Edit the material below by changing every "Objective" to "Goal". Leave everything else the same.

+-------+

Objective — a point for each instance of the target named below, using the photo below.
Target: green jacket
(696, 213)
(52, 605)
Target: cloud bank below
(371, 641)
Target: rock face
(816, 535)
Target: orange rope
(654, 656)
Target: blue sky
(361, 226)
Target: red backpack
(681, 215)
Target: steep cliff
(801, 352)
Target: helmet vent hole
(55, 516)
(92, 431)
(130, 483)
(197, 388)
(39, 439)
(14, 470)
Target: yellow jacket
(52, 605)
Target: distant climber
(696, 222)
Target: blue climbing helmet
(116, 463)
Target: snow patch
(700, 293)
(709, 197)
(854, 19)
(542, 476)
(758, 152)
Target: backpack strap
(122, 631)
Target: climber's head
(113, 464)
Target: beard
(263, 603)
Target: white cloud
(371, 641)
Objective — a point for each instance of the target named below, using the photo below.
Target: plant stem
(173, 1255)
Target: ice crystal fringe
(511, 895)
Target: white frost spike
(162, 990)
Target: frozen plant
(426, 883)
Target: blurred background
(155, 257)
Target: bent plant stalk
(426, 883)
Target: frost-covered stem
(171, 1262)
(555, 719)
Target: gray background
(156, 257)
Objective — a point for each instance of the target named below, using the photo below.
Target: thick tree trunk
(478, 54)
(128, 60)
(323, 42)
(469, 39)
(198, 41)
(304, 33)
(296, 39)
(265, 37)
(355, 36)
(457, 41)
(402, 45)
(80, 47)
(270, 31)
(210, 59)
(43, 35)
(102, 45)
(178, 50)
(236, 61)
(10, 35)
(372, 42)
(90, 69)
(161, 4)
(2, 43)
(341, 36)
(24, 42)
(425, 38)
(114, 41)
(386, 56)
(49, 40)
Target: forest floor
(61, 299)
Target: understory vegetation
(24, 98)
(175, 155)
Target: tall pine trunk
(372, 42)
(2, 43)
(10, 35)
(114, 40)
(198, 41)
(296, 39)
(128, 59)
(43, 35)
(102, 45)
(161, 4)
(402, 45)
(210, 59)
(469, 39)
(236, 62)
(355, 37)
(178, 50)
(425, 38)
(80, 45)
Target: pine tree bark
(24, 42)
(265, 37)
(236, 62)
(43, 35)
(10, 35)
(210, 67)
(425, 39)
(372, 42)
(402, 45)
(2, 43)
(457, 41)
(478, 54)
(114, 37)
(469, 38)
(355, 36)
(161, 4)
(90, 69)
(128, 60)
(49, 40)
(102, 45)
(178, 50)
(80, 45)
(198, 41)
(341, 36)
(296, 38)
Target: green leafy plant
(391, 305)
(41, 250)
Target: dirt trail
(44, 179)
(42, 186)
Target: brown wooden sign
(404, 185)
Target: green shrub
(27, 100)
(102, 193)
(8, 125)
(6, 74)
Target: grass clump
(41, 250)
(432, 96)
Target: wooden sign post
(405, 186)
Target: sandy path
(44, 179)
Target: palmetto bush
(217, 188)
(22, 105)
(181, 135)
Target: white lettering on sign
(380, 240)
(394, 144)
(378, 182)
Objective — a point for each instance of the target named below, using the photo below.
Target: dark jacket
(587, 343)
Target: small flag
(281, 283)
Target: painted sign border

+-------+

— EXERCISE SOLUTION —
Goal — a point for each instance of the target named below, using the photo below.
Target: green jacket
(696, 213)
(52, 605)
Target: cloud bank below
(371, 641)
Target: rock face
(816, 535)
Target: orange rope
(654, 656)
Target: blue sky
(361, 226)
Target: red backpack
(681, 215)
Target: steep cliff
(801, 352)
Target: helmet vent hole
(55, 516)
(92, 431)
(130, 483)
(197, 388)
(39, 439)
(14, 470)
Target: yellow jacket
(52, 605)
Target: distant climber
(696, 222)
Target: blue climbing helmet
(116, 463)
Target: snow patch
(700, 293)
(709, 197)
(854, 19)
(542, 476)
(758, 152)
Target: backpack strap
(122, 631)
Target: climber's head
(113, 464)
Target: beard
(263, 603)
Target: white cloud
(371, 641)
Goal — a point for each instance of the target named below, using the photo below.
Target: plant stem
(173, 1255)
Target: ice crystal fringe
(511, 895)
Target: white frost spike
(162, 990)
Target: frozen plant
(426, 883)
Target: blurred background
(155, 257)
Target: bent plant stalk
(426, 883)
Target: frost-covered stem
(171, 1262)
(555, 719)
Target: gray background
(156, 257)
Goal — a point for each instance of the target named below, using the photo below.
Target: thick tree trunk
(478, 54)
(128, 60)
(323, 42)
(469, 39)
(198, 41)
(304, 33)
(296, 39)
(265, 37)
(355, 36)
(457, 41)
(402, 45)
(80, 47)
(270, 31)
(210, 59)
(43, 35)
(102, 45)
(178, 50)
(236, 61)
(10, 35)
(372, 42)
(90, 69)
(161, 4)
(2, 43)
(341, 36)
(24, 42)
(425, 38)
(114, 41)
(386, 56)
(49, 40)
Target: forest floor
(61, 299)
Target: understory vegetation
(24, 98)
(175, 155)
Target: tall pine trunk
(372, 42)
(2, 43)
(10, 35)
(114, 40)
(198, 41)
(296, 39)
(128, 59)
(43, 35)
(102, 45)
(161, 4)
(402, 45)
(210, 59)
(469, 39)
(236, 62)
(355, 37)
(178, 50)
(425, 38)
(80, 45)
Target: pine tree bark
(24, 42)
(265, 37)
(236, 62)
(43, 35)
(10, 35)
(210, 67)
(425, 39)
(372, 42)
(402, 45)
(2, 43)
(457, 41)
(478, 54)
(114, 37)
(469, 38)
(355, 36)
(161, 4)
(90, 69)
(128, 60)
(49, 40)
(102, 45)
(178, 50)
(80, 45)
(198, 41)
(341, 36)
(296, 38)
Target: green leafy plant
(391, 305)
(41, 250)
Target: dirt trail
(44, 179)
(42, 186)
Target: brown wooden sign
(404, 185)
Target: green shrub
(27, 100)
(102, 193)
(8, 125)
(6, 74)
Target: grass clump
(41, 250)
(432, 96)
Target: wooden sign post
(405, 186)
Target: sandy path
(44, 179)
Target: palmetto bush
(217, 188)
(22, 105)
(181, 135)
Target: white lettering on sign
(380, 240)
(394, 144)
(378, 182)
Goal — a point for each instance of the target named below, using the photo below.
Target: dark jacket
(587, 343)
Target: small flag
(281, 283)
Target: painted sign border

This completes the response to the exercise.